DATA SUPPLIED.
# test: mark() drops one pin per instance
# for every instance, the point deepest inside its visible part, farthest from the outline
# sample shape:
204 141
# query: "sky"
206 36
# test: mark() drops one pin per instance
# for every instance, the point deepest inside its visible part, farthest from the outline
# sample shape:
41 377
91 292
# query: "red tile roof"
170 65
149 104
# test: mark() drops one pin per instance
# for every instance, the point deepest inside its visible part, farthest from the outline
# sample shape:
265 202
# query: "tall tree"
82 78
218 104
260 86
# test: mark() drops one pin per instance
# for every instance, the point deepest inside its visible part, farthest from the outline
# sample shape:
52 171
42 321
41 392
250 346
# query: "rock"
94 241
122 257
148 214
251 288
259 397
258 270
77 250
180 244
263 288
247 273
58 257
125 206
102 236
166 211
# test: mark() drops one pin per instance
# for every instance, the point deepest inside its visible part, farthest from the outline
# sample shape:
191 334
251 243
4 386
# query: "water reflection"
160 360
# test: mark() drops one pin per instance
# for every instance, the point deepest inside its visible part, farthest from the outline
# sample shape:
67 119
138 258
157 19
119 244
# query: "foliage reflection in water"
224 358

TRY IT. All records must be repeated exactly, with none skipped.

RESPONSE TO THE EXERCISE.
# test: mark() drops one pin per instance
# for every instance, the point deepest inside its visible part, farthest from the outline
# sample shape:
204 141
# query: "sky"
206 36
# test: mark() drops one pin per instance
# for every instance, the point deepest inside its visible part, farthest from the outline
# sample shape:
41 377
91 292
# query: "red tile roof"
170 65
149 104
# test: mark() drops one pin per instance
# for every instance, the point deepest inside its visible part, farthest from the outline
# sample shape:
265 202
# query: "tall tree"
82 78
218 104
260 86
# test: mark() drops one pin per instance
# for every instance, the point deepest inside its visible part, farthest from the outline
# sample shape:
52 171
42 321
41 392
250 346
# query: "rock"
94 241
122 257
148 214
251 288
259 397
258 270
77 250
180 244
263 288
247 273
58 257
125 206
102 236
166 211
# test: mark() drops one pin per instance
# for every instance, the point deepest inside its visible part, farthest from the outline
# sample shape:
191 334
251 243
4 386
# query: "water reflection"
160 360
# test: mark() drops one pin per instance
# for every instance, the point deepest inside its visible part, farthest from the outline
# sample shape:
67 119
138 258
157 19
119 244
# query: "foliage reflection in water"
224 358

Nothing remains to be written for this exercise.